- **TASK BRIEF**:
State how many lines in the records below contain the string "woman", with case taken into account. Give only the number.

- **Items listed in a dataset**:
>>
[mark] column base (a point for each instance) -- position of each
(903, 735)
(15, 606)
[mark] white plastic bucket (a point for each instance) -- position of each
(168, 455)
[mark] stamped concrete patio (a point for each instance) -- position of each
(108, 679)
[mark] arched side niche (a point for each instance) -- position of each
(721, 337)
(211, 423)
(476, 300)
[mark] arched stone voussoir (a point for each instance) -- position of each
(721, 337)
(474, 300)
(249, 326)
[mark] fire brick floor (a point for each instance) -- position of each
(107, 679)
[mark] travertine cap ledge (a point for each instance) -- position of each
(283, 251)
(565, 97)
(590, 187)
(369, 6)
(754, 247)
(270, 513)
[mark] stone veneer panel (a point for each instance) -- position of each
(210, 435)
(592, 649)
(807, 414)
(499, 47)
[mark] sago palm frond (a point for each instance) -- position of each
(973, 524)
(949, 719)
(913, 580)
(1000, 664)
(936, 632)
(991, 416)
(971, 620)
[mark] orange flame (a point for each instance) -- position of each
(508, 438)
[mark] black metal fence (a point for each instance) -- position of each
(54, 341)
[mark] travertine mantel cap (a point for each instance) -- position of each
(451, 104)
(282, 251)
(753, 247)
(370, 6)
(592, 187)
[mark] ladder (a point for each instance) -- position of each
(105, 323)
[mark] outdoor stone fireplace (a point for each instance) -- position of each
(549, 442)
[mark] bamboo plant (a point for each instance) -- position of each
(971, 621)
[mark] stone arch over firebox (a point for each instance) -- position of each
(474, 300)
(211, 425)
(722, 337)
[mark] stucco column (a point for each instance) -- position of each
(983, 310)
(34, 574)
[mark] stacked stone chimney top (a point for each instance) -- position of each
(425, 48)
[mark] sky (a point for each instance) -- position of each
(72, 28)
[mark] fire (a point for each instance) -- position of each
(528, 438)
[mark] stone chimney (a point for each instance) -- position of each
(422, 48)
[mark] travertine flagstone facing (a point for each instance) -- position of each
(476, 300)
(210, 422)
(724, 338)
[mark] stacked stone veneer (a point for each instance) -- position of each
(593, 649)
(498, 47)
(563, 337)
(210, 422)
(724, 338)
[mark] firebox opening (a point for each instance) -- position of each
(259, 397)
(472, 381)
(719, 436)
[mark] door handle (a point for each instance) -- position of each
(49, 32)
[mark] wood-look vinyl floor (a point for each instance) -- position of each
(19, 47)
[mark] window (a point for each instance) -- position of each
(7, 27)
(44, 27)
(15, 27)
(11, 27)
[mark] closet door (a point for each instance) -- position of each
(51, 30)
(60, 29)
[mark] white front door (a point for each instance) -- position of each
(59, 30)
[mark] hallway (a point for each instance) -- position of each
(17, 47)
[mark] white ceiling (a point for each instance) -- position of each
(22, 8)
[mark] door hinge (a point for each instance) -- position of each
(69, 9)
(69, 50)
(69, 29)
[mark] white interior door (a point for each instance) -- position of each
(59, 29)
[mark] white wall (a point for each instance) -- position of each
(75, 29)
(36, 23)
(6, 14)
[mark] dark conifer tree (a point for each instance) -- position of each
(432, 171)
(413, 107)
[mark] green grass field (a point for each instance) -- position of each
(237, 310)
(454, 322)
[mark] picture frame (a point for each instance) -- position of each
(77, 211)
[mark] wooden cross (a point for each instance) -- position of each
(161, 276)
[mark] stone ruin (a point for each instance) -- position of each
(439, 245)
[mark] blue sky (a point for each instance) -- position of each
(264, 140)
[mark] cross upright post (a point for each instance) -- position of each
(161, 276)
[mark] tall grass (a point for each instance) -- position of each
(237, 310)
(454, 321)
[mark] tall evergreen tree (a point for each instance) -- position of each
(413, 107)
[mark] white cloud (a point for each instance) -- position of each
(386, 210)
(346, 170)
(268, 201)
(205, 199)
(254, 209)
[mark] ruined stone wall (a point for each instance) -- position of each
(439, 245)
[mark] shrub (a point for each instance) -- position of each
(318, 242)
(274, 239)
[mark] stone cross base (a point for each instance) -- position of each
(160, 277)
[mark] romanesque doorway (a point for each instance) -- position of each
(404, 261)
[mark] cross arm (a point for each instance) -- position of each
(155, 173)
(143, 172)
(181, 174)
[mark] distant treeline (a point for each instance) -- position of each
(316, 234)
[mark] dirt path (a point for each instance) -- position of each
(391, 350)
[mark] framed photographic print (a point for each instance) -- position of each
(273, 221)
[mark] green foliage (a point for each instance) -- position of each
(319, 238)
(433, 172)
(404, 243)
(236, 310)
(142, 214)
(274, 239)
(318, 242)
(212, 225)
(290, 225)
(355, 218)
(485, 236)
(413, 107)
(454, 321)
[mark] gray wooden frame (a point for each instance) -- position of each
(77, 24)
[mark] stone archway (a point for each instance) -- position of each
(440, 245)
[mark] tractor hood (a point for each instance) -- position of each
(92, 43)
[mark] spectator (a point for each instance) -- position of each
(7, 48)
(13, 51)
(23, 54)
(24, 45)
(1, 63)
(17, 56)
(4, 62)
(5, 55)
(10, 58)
<<
>>
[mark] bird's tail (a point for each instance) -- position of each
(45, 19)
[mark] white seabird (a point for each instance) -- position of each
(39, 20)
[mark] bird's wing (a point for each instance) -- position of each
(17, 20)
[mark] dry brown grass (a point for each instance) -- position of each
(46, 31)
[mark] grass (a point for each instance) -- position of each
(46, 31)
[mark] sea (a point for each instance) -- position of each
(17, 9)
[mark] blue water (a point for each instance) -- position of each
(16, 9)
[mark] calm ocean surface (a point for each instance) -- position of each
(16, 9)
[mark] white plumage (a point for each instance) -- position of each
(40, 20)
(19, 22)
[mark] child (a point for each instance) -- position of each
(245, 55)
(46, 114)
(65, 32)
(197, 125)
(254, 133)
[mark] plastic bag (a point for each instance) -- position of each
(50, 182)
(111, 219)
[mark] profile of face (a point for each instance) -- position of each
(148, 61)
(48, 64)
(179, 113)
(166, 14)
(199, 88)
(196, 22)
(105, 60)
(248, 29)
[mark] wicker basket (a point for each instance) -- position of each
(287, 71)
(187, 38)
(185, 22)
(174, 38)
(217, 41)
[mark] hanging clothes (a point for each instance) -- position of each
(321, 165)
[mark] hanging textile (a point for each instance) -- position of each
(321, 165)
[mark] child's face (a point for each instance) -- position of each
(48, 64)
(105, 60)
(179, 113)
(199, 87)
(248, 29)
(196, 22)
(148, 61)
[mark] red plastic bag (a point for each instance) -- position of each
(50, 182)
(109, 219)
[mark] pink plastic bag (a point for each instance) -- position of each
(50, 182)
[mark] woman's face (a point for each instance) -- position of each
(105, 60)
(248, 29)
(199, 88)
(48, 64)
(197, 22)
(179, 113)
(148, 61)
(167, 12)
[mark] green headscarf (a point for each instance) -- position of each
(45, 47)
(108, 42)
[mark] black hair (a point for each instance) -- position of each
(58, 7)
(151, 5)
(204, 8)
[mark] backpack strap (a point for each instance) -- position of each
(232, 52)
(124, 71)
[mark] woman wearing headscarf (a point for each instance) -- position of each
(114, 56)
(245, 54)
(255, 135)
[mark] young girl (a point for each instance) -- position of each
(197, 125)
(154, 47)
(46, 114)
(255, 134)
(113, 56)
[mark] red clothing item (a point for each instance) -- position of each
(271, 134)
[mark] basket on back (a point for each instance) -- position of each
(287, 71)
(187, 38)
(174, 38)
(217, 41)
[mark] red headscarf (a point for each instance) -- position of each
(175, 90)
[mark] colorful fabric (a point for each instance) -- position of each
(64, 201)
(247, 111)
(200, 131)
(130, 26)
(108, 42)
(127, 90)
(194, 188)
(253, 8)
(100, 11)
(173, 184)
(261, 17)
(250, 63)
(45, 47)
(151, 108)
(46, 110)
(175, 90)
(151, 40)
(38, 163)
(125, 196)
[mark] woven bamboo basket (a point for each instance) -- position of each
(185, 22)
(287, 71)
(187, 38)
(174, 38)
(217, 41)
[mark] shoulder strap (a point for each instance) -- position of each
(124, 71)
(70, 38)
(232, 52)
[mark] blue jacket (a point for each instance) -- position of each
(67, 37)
<<
>>
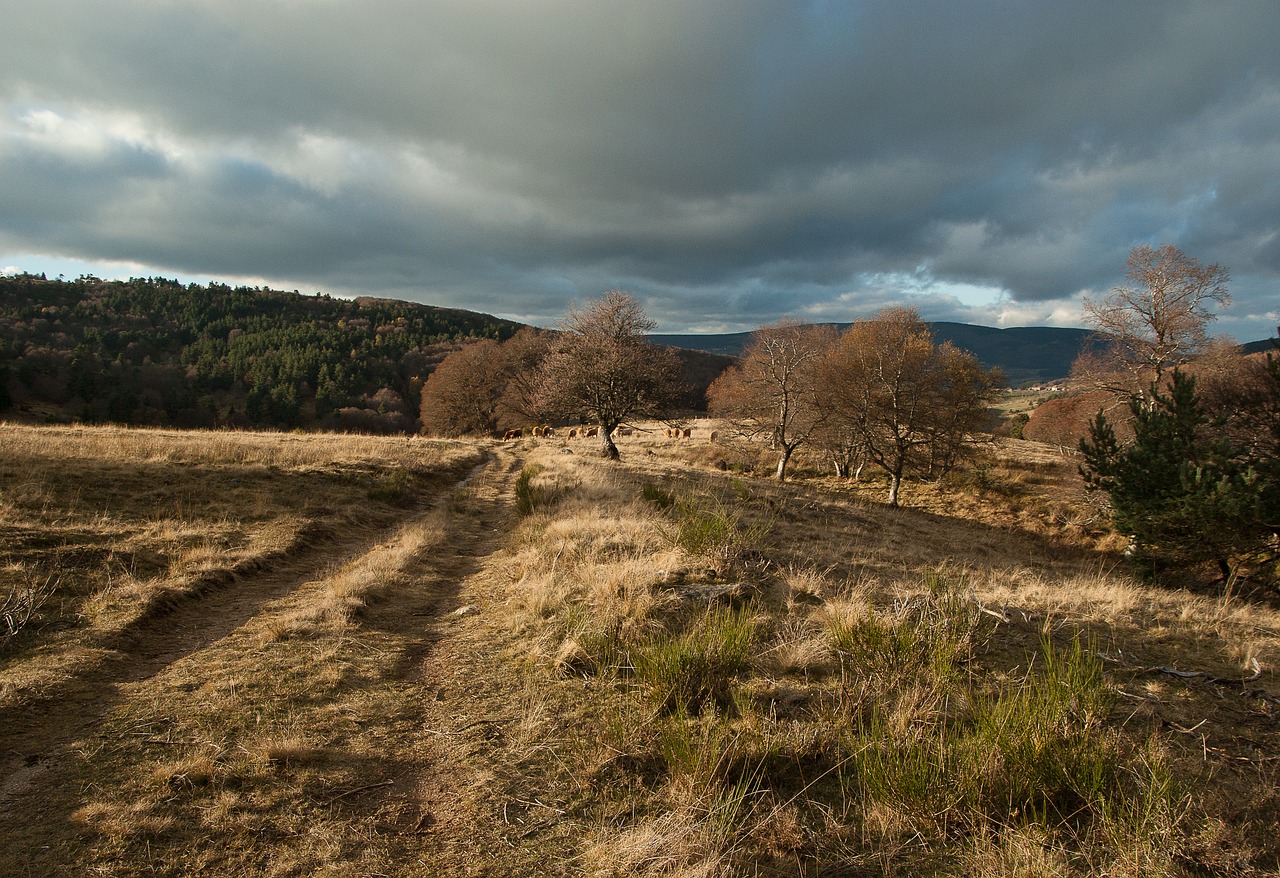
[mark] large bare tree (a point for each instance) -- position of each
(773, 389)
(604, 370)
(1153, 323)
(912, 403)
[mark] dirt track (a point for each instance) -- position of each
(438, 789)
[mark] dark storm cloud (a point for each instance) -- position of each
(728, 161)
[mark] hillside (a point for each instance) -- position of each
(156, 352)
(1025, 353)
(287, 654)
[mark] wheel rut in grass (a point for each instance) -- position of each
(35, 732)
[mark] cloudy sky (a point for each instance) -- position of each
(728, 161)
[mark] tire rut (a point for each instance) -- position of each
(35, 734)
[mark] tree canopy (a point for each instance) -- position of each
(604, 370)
<<
- **ANSWER TO THIS EXERCISE**:
2